- **Directions**: Leave out all pictures. Extract exactly the lines from the one containing "of the smiling" through the end of the data.

— Begin —

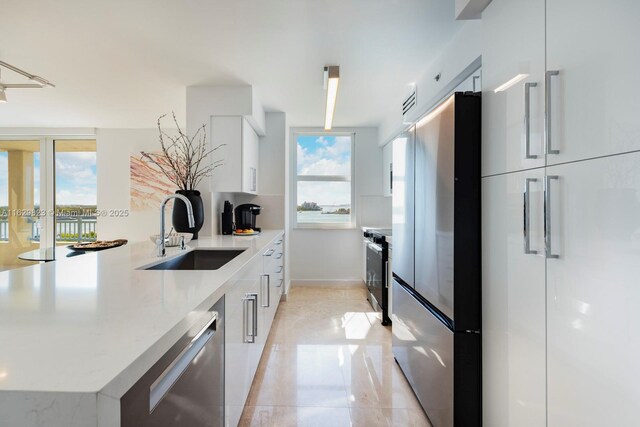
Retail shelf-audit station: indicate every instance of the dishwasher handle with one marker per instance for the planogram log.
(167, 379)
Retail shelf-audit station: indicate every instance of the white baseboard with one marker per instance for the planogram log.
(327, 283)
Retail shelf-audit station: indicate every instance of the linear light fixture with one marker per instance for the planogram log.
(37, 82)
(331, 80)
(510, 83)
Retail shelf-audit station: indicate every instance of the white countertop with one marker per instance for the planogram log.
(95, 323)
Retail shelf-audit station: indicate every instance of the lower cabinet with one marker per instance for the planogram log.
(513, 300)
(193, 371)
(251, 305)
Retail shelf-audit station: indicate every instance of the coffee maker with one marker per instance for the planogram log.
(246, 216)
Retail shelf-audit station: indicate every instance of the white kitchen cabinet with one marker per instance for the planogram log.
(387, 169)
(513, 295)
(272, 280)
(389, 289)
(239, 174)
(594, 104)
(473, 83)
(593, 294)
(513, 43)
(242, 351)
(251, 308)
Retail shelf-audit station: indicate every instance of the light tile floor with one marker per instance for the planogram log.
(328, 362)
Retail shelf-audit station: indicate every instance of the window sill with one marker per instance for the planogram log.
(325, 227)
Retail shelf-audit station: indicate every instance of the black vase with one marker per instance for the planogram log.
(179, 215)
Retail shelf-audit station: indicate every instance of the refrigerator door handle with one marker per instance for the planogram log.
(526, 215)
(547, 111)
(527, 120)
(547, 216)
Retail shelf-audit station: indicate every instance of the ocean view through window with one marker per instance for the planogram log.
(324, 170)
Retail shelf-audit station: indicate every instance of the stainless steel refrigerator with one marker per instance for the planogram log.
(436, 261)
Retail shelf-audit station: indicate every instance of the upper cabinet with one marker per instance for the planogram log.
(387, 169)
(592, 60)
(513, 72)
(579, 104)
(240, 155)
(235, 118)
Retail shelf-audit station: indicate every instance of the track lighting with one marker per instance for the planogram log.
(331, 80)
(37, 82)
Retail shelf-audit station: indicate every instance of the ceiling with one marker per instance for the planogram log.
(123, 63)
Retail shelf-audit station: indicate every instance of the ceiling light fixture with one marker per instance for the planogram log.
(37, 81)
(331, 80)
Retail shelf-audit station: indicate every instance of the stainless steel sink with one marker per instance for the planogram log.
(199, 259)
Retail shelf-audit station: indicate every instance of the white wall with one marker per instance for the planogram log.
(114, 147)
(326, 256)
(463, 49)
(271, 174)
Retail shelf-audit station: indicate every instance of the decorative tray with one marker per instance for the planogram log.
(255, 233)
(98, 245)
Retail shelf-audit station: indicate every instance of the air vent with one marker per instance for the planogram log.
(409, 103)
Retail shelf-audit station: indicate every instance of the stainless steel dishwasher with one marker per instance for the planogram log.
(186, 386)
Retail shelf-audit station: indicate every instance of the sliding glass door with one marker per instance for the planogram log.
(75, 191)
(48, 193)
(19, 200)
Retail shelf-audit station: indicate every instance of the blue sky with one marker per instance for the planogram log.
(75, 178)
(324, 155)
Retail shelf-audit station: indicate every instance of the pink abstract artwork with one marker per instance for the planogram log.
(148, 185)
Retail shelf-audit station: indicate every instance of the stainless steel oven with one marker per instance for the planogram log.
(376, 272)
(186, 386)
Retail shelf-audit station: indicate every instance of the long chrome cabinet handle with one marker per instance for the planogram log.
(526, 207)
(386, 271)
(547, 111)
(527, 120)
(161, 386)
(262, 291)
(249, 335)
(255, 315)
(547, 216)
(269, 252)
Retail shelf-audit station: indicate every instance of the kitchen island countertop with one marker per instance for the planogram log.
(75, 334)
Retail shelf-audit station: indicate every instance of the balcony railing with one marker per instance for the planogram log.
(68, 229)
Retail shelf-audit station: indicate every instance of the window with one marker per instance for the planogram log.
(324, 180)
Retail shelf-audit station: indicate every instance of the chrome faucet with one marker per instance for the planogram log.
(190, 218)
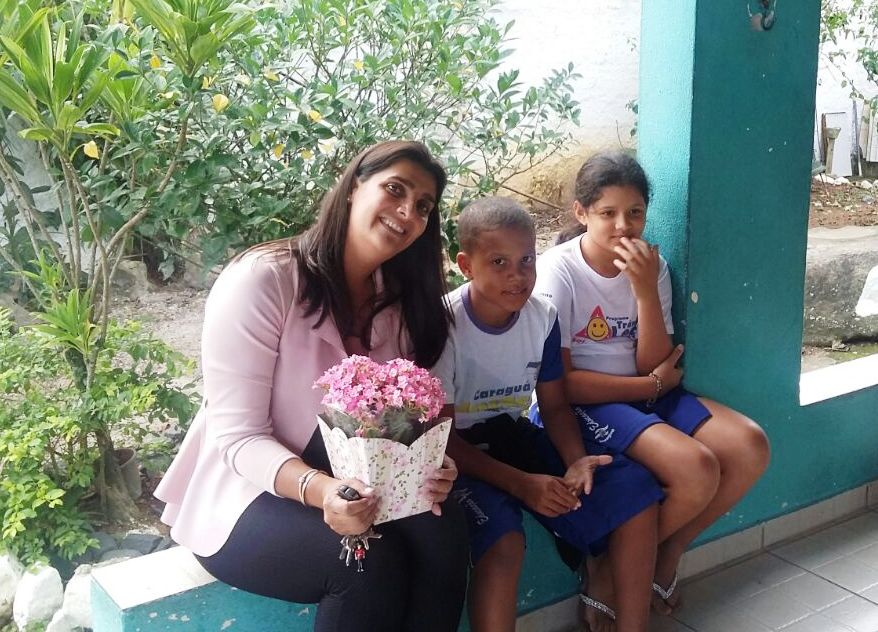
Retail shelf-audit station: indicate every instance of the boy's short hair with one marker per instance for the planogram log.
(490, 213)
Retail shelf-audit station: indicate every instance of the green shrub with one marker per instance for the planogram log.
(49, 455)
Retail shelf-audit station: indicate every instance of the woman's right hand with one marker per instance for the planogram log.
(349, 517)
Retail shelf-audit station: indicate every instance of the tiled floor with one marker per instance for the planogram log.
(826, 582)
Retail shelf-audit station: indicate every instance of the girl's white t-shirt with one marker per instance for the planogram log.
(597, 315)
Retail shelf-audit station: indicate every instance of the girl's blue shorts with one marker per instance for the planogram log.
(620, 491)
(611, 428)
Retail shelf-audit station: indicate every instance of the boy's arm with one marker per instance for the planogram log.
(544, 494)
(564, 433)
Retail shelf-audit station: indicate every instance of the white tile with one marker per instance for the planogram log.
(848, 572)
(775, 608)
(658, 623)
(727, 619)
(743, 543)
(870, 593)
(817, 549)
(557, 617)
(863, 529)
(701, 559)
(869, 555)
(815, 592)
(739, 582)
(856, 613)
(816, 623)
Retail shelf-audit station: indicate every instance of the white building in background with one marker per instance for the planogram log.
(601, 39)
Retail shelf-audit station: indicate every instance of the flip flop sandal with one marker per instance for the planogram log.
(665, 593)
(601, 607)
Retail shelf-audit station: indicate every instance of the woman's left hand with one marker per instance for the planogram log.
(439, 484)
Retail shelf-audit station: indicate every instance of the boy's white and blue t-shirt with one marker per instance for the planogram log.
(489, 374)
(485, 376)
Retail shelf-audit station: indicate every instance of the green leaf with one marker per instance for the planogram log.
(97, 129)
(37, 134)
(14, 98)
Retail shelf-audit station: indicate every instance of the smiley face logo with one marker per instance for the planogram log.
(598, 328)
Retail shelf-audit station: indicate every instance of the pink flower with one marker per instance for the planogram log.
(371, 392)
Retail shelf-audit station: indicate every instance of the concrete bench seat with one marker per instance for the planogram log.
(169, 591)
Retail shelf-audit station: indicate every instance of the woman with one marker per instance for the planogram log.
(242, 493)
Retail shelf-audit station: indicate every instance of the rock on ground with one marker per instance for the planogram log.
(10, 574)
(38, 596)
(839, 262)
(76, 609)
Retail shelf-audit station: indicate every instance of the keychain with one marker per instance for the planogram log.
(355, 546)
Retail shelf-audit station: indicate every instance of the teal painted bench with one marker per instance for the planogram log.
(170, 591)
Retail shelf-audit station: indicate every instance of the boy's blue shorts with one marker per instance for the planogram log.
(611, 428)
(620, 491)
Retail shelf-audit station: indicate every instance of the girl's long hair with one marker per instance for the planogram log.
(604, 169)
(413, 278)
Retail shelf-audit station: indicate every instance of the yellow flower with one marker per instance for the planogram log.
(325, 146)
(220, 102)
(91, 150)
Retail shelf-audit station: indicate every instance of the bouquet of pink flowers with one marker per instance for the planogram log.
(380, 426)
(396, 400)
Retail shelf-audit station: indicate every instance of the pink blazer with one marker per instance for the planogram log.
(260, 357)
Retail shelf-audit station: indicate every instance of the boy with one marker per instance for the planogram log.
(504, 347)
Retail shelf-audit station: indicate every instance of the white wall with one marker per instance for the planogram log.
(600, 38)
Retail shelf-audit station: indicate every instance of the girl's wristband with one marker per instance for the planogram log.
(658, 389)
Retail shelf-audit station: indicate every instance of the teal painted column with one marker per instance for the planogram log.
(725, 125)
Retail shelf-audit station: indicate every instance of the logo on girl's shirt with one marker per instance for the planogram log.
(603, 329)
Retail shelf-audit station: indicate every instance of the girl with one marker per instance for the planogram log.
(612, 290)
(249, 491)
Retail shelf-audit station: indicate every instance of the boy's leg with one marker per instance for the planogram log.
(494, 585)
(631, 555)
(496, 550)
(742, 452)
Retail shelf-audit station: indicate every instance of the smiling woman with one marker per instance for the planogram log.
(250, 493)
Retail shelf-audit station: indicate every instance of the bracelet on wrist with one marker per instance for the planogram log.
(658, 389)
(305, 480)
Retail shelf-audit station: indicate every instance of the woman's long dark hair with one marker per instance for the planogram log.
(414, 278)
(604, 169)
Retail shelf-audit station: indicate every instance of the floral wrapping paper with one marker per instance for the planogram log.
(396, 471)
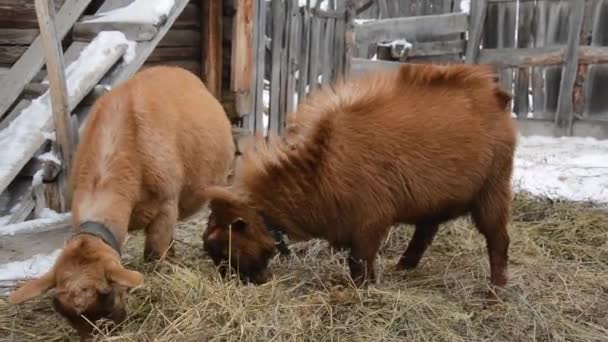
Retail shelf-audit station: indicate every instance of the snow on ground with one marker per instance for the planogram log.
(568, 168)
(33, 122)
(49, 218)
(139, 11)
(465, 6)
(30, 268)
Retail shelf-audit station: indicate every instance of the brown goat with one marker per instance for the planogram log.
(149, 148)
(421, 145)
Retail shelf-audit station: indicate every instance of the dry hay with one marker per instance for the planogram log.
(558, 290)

— End —

- **The answer**:
Retail shelf-audit station: indicate every instance of the smiling woman with one marker per instance for the planogram log.
(250, 493)
Retail shelf-audit station: indicate every instance of the bracelet on wrist with one marker per instance for the planogram log.
(658, 389)
(305, 480)
Retail shelf-audit station: indicate every instance of the woman's long dark hair with one marker per instance for the planogram log.
(414, 278)
(604, 169)
Retail shelf-audit station: indicate every instance of the floral wrapping paper with one marker per instance for the planogram log.
(396, 471)
Retail shelf-audit station: indicate every instance of the snow on ground with one marker per instance for the planogram log.
(568, 168)
(33, 122)
(49, 218)
(139, 11)
(465, 6)
(30, 268)
Retail shelf-audit station: indicate every instance of the brown goat with one marker per instance for the planogram log.
(149, 148)
(421, 145)
Retail shelf-audit station: indicate every instance of the dry hay with one marker per instance for the planogram log.
(558, 290)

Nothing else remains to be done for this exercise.